§ MATERIAL:
________________________________________
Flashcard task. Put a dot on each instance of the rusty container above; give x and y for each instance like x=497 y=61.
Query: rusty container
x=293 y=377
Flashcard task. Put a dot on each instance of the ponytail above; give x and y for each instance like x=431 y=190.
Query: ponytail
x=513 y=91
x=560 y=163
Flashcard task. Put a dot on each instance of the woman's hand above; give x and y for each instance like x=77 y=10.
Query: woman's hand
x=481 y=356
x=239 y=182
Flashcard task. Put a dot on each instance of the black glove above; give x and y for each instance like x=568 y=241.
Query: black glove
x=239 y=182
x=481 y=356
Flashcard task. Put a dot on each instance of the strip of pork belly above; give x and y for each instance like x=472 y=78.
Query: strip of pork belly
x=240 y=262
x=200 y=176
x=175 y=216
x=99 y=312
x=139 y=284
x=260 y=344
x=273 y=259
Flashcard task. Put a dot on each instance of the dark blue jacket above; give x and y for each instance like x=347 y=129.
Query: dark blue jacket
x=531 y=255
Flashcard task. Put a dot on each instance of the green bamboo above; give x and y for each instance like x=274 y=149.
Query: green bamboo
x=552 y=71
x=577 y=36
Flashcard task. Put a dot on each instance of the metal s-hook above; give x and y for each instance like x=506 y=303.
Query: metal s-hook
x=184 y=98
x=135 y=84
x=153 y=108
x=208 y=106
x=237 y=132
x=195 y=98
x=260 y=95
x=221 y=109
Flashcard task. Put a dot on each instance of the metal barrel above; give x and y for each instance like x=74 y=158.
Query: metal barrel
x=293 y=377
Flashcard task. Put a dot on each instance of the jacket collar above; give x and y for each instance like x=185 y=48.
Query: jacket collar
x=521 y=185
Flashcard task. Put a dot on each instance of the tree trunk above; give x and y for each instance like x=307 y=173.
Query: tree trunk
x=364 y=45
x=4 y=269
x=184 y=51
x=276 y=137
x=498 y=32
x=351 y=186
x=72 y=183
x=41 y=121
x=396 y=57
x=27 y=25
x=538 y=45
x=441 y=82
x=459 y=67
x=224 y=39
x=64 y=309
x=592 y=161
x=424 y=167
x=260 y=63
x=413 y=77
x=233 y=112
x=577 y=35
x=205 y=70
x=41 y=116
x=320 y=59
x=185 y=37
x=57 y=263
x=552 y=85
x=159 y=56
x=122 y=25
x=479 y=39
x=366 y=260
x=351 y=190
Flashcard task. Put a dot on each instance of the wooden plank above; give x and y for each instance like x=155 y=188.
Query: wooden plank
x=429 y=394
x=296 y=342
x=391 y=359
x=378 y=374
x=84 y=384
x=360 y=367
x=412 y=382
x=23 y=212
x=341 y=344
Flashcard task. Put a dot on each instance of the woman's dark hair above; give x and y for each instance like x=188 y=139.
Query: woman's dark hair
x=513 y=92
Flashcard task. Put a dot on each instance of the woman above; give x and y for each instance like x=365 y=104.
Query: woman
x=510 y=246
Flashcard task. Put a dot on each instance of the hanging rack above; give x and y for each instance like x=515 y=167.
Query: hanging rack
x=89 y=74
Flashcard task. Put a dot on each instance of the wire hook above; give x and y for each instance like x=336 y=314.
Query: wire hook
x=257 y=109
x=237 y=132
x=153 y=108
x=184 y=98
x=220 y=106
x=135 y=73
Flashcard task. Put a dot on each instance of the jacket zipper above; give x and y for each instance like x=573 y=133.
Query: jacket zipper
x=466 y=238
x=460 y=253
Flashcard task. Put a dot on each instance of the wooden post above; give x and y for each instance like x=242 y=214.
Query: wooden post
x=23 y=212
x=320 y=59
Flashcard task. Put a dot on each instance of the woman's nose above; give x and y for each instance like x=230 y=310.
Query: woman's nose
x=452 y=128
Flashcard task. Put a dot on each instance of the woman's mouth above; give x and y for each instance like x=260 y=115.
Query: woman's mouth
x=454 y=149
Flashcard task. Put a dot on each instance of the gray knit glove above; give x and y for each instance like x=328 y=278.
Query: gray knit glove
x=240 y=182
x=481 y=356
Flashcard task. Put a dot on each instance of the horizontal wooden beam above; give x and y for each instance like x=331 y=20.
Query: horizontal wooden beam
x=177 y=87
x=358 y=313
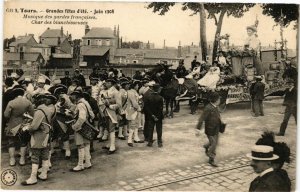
________________________________________
§ WHAT YOU WILL DO:
List every line of the data above that contains the string "collar". Case counts.

§ SOLUTION:
Flashcard task. Put a dot on each instance of the jacket collar above; give x and y for each instance like x=185 y=48.
Query: jacket collar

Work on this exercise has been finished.